Записи

-*-*-

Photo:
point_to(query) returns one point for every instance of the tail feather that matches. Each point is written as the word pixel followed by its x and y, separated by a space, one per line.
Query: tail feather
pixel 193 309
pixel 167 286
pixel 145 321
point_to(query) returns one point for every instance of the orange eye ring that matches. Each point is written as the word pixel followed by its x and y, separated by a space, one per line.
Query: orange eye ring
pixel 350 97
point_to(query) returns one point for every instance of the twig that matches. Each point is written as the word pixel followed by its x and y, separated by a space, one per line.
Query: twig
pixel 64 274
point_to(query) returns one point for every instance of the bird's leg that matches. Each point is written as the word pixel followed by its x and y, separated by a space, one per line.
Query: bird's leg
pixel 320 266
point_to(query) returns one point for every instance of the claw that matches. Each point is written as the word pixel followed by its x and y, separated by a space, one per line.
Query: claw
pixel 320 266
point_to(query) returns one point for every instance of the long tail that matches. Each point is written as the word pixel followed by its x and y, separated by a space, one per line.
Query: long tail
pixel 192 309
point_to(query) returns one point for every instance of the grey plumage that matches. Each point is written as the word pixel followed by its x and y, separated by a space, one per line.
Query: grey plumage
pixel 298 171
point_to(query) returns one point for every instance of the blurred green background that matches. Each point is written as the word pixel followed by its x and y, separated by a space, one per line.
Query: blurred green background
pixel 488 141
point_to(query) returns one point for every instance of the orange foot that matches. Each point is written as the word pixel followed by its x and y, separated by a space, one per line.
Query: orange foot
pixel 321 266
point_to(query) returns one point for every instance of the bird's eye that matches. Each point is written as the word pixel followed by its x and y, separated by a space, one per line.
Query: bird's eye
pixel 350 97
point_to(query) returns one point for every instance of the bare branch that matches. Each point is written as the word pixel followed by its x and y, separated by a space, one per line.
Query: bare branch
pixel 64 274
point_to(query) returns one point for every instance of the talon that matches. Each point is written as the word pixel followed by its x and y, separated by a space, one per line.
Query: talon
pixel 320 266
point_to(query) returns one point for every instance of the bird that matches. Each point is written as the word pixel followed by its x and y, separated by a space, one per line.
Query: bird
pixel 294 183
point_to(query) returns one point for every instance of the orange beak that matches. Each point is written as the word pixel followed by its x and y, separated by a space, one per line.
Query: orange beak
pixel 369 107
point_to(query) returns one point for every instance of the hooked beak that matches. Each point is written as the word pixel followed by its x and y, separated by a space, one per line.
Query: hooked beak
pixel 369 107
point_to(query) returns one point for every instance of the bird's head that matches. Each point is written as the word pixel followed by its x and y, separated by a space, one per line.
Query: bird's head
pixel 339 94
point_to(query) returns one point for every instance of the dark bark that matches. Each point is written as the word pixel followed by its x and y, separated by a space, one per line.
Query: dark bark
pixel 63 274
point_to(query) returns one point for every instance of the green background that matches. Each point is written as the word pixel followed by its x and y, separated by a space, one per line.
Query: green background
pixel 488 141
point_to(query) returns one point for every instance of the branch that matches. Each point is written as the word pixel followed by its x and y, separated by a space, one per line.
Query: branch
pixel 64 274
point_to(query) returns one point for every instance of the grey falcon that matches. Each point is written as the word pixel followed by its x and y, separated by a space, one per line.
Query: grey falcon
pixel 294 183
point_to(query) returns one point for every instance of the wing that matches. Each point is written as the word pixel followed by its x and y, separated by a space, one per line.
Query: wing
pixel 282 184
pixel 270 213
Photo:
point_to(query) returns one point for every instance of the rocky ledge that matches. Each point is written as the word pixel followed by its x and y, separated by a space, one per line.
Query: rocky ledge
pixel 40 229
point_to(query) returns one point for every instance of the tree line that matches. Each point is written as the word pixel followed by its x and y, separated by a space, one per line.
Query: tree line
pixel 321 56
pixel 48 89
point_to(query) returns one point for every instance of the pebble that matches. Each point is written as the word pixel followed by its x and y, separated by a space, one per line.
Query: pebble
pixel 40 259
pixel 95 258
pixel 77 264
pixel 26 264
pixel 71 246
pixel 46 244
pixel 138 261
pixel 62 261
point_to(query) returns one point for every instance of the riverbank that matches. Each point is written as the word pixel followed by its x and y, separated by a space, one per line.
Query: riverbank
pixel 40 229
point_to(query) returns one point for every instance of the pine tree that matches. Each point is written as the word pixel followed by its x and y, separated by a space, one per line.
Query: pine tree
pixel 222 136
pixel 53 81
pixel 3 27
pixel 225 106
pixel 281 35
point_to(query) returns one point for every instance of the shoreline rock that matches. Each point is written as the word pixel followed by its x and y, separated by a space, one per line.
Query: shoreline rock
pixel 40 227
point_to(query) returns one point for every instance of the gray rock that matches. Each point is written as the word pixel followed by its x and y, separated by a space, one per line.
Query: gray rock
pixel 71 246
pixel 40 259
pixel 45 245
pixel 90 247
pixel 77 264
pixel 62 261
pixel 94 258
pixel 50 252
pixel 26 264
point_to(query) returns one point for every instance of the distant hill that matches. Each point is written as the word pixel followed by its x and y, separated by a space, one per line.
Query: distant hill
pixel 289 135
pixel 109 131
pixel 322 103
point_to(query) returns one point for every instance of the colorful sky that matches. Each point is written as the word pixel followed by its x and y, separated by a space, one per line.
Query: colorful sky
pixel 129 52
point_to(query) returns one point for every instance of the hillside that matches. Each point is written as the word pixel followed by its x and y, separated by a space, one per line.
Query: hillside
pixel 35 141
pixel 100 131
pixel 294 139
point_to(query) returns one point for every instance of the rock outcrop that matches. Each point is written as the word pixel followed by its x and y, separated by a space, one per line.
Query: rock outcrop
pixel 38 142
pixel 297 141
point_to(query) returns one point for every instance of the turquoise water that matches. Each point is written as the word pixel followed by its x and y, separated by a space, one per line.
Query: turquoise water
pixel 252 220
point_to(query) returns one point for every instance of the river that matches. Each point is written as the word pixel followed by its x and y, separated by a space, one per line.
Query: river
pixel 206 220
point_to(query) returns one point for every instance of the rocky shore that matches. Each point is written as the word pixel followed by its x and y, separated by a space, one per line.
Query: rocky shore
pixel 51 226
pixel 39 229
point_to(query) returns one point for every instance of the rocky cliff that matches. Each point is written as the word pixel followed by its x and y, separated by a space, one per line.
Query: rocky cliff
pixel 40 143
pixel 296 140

-*-*-

Письменное задание
Отредактируйте фрагмент списка: возьмите строки, начиная со строки с «the bird's head» и продолжая до строки с «pixel 63 274» включительно. Приведите только эти строки, заменив в них «dark bark» на «rough bark» и оставив всё остальное без изменений.

Результат упражнения
point_to(query) returns one point for every instance of the bird's head that matches. Each point is written as the word pixel followed by its x and y, separated by a space, one per line.
Query: bird's head
pixel 339 94
point_to(query) returns one point for every instance of the rough bark that matches. Each point is written as the word pixel followed by its x and y, separated by a space, one per line.
Query: rough bark
pixel 63 274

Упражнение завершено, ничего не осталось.